- Dataset entries

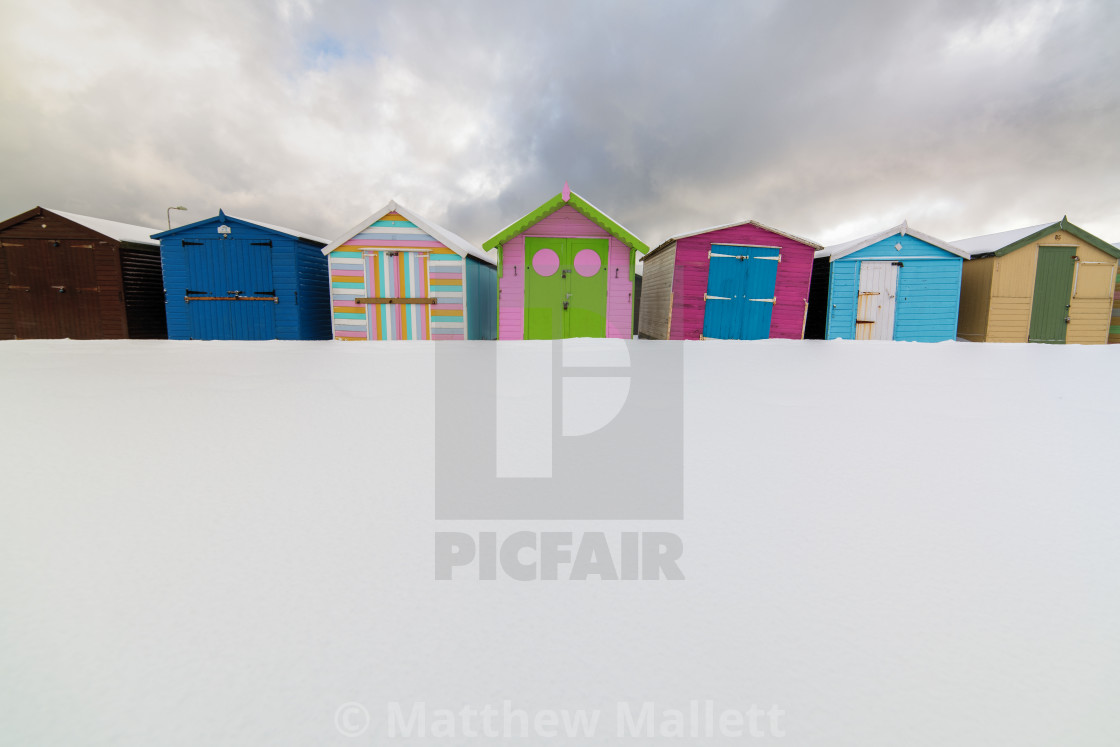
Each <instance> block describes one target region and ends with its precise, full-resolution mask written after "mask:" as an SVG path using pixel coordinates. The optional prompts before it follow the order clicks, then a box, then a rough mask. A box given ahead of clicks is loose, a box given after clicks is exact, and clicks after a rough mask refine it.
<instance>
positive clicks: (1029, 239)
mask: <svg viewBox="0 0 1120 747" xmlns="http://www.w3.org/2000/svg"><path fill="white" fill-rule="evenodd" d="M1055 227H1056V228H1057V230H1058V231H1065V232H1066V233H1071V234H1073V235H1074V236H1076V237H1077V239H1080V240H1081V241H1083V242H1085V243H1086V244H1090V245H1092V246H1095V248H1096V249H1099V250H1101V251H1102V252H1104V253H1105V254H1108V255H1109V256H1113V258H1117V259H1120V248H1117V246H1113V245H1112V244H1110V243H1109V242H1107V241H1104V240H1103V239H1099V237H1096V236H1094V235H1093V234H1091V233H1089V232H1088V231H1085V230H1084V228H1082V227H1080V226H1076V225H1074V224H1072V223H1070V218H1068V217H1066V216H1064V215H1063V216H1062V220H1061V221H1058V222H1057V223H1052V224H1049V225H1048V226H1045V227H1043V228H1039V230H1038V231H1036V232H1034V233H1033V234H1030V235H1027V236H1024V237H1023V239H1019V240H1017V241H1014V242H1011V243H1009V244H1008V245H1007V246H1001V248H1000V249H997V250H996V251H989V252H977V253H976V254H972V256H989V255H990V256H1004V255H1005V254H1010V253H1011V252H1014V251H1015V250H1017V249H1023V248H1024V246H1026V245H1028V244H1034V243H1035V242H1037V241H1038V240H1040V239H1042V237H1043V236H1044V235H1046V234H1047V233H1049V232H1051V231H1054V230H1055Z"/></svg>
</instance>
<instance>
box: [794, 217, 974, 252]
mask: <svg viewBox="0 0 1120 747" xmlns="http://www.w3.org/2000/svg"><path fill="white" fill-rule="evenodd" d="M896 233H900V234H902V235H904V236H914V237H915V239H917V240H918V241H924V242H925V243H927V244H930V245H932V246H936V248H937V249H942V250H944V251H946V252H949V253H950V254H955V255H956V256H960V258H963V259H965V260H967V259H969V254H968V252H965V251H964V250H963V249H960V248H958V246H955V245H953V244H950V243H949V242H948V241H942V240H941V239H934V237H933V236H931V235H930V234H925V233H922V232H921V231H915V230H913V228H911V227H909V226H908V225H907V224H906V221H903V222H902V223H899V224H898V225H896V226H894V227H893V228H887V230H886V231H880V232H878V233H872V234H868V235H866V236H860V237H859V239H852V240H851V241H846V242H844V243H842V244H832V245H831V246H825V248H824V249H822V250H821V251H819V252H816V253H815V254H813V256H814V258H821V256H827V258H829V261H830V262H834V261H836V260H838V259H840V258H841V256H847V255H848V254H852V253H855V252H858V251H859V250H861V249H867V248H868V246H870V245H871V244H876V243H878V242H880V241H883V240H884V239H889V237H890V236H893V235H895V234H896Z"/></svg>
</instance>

- Task directions
The result should be an exact repetition of all the records. Drop the pictures.

- Exercise solution
Each <instance> block describes one target region and ends with its precise, full-resolution mask written after "mask:" as an SVG path using pixel coordinates. The optional prompts before it follow the order clicks, then a box, then a rough mask. A box given ahead of clicks is loose, a box given after clicks is exact, and clicks after a rough mask refine it.
<instance>
positive clicks: (1029, 239)
mask: <svg viewBox="0 0 1120 747" xmlns="http://www.w3.org/2000/svg"><path fill="white" fill-rule="evenodd" d="M1055 227H1056V228H1057V230H1058V231H1065V232H1066V233H1071V234H1073V235H1074V236H1076V237H1077V239H1080V240H1081V241H1083V242H1085V243H1086V244H1090V245H1092V246H1095V248H1096V249H1099V250H1101V251H1102V252H1104V253H1105V254H1108V255H1109V256H1113V258H1117V259H1120V248H1117V246H1113V245H1112V244H1110V243H1109V242H1107V241H1104V240H1103V239H1099V237H1096V236H1094V235H1093V234H1091V233H1089V232H1088V231H1085V230H1084V228H1082V227H1080V226H1076V225H1074V224H1072V223H1070V218H1068V217H1066V216H1064V215H1063V216H1062V220H1061V221H1058V222H1057V223H1052V224H1049V225H1048V226H1045V227H1043V228H1039V230H1038V231H1036V232H1034V233H1033V234H1030V235H1027V236H1024V237H1023V239H1019V240H1017V241H1014V242H1011V243H1009V244H1008V245H1007V246H1001V248H1000V249H997V250H996V251H989V252H977V253H976V254H972V256H989V255H990V256H1004V255H1005V254H1010V253H1011V252H1014V251H1015V250H1017V249H1023V248H1024V246H1026V245H1028V244H1034V243H1035V242H1037V241H1038V240H1040V239H1042V237H1043V236H1044V235H1046V234H1047V233H1049V232H1051V231H1054V230H1055Z"/></svg>
</instance>
<instance>
box: [794, 217, 974, 252]
mask: <svg viewBox="0 0 1120 747" xmlns="http://www.w3.org/2000/svg"><path fill="white" fill-rule="evenodd" d="M896 233H900V234H902V235H904V236H914V237H915V239H917V240H918V241H924V242H925V243H927V244H930V245H932V246H936V248H937V249H942V250H944V251H946V252H949V253H950V254H955V255H956V256H960V258H963V259H965V260H967V259H969V254H968V252H965V251H964V250H963V249H960V248H958V246H955V245H953V244H950V243H949V242H948V241H942V240H941V239H934V237H933V236H931V235H930V234H925V233H922V232H921V231H915V230H913V228H911V227H909V226H908V225H907V224H906V221H903V222H902V223H899V224H898V225H896V226H894V227H893V228H887V230H886V231H880V232H878V233H872V234H868V235H866V236H860V237H859V239H852V240H851V241H846V242H844V243H842V244H832V245H831V246H825V248H824V249H822V250H821V251H819V252H816V253H815V254H813V256H814V258H821V256H827V258H829V261H830V262H834V261H836V260H838V259H840V258H841V256H847V255H848V254H852V253H855V252H858V251H859V250H861V249H867V248H868V246H870V245H871V244H876V243H878V242H880V241H883V240H884V239H889V237H890V236H893V235H895V234H896Z"/></svg>
</instance>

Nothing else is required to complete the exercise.